• Requirement
Down to the last character, transcribe every record.

□ □ □

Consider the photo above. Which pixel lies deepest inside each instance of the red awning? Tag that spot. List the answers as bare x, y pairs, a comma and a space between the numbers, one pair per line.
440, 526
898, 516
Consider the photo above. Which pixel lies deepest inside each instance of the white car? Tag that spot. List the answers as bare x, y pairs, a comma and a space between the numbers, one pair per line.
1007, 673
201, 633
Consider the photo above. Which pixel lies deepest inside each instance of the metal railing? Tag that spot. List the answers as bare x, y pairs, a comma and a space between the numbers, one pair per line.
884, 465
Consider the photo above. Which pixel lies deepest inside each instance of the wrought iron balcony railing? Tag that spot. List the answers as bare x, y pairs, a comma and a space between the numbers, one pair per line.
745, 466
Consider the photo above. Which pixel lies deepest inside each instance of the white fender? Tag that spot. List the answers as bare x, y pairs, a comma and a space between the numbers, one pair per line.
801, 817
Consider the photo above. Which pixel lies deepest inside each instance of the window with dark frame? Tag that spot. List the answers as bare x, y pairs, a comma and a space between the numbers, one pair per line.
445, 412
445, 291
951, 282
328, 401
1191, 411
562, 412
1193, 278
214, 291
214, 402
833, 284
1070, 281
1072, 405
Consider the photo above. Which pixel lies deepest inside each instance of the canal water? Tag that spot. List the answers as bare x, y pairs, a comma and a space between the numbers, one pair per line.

□ □ □

• Answer box
Consider the photo above. Which pixel lies deepest inside each instance of the red awning? Tag that spot. List the answers as bare x, y pairs, a comma and a space between the numbers, one pair per line.
440, 526
898, 516
Consider the photo above. Which pixel lies deepest inside each instance of the white car? Tag that spot. List the answers as bare x, y pairs, a comma and a space between the numbers, one pair per line.
1007, 673
201, 633
Consider the photo above. Which pixel lies deepest inside each instance of the metal railing? Tag that spot. List the answers as bare x, y pairs, a comma and a space between the numbers, one pair per line.
884, 465
Consider the photo above. Which pixel lies deepest inside each instance of the wrought iron balcony railing? Tag that spot. List the answers as bare x, y pairs, a comma and a space between the numbers, one pair per line.
745, 466
Consider the photo above. Which pixel lies deepest inside each instance of the white fender? Tag that spot. List the answers as bare x, y pairs, a comma and a space between the numbers, one pair per line.
801, 817
Consider the photo above. Which pixel lies deepest inside each instance of the window with dark frame? Tag that spot. List the answers as bare x, y pairs, a comma and a space between the numbers, one pair per line.
445, 412
445, 291
951, 282
328, 401
1191, 411
562, 412
1193, 278
214, 291
214, 402
833, 284
1070, 281
1072, 405
Consider the photo above. Which pixel lies deepest inside each instance of the canal water? Tag that spot. List the answers as bare x, y pairs, a comma and a space between the numbers, one pair per line.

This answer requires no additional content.